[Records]
(begin)

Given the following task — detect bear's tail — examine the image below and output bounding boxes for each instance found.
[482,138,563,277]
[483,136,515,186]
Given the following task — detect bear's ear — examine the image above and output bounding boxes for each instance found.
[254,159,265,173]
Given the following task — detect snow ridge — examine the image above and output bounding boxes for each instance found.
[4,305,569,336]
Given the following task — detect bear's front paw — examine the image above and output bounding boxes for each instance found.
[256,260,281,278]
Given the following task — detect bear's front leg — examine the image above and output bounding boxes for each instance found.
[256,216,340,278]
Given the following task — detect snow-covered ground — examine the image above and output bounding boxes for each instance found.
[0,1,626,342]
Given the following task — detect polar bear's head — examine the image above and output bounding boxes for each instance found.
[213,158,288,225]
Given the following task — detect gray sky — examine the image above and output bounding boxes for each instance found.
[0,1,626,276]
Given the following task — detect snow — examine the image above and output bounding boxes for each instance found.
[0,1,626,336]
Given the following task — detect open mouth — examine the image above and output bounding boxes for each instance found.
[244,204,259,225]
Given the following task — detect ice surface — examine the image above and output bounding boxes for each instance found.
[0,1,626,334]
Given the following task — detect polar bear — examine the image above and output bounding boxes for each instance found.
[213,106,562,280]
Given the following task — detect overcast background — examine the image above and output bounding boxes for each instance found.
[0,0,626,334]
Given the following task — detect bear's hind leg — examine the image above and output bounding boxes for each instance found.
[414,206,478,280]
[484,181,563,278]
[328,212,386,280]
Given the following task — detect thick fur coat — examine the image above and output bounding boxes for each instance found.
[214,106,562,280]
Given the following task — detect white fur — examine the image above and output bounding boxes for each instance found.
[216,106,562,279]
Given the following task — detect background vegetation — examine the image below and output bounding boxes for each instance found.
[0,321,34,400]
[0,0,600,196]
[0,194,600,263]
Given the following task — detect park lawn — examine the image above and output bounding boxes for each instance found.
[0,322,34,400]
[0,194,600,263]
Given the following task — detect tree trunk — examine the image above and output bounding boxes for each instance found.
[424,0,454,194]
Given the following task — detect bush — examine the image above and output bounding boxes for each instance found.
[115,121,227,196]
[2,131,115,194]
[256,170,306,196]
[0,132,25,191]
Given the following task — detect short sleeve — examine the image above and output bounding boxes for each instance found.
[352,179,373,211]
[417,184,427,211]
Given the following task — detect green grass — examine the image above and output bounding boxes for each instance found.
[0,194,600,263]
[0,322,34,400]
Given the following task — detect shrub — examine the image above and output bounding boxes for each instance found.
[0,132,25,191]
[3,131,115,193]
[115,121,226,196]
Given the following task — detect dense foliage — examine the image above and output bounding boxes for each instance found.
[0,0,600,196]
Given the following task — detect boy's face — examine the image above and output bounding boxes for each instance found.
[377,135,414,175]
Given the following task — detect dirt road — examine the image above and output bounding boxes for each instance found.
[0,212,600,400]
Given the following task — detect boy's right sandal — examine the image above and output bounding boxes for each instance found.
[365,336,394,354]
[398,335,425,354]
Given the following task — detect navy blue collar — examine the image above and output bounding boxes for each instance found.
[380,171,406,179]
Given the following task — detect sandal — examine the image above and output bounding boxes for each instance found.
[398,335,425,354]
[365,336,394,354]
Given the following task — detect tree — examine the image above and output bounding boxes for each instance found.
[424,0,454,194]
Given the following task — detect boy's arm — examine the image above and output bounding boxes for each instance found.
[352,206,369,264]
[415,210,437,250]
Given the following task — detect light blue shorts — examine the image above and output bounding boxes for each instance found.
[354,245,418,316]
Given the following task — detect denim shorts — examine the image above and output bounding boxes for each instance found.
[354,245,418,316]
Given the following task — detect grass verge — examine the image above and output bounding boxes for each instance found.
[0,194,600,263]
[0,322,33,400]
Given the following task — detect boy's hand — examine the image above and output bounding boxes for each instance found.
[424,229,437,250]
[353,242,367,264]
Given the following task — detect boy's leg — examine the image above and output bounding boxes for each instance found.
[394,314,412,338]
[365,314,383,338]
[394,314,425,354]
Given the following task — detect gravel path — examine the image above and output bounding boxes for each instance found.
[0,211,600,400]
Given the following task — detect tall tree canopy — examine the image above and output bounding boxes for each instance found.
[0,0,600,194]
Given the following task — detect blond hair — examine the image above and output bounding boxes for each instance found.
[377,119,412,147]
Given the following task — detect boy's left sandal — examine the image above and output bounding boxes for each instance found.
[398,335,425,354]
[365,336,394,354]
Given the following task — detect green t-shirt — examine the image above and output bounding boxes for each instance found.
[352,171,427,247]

(end)

DIRECTION: Duplicate the lines of the material above, from the line holding "Given the following task — detect bear's ear" through the line holding "[213,106,562,280]", inclusive.

RESULT OF THIS EXERCISE:
Given the following task — detect bear's ear — examine the image above and output bounding boxes for each instance found.
[254,159,265,173]
Given the following task — detect snow ridge — examine the image above and output bounding boxes for each instance found.
[4,305,569,336]
Given the following task — detect bear's front paw — examine the image above and output bounding boxes for each instance found.
[256,260,281,278]
Given the following task — detect bear's front leg — examine the image above and output bounding boxes for each instance found.
[256,216,340,278]
Given the following task — detect snow-covered ground — examine the image above and output bounding boxes for each instance found.
[0,1,626,342]
Given the following task — detect polar bear's head — examine the image above and output bounding boxes for each instance found.
[213,158,288,225]
Given the following task — detect gray sky — examine the image above and output bounding boxes for each instance found.
[0,1,626,276]
Given the following task — detect snow — examine the image above and output bounding boxes for each instance found.
[0,1,626,336]
Given the following task — detect open mouth — examine the image above and output bounding boxes for each instance found.
[244,204,259,225]
Given the following task — detect ice surface — examine the image above and output bounding boxes for each instance found.
[0,1,626,334]
Given the following task — detect polar bear — examine the image above and output bounding boxes for each instance found.
[213,106,562,280]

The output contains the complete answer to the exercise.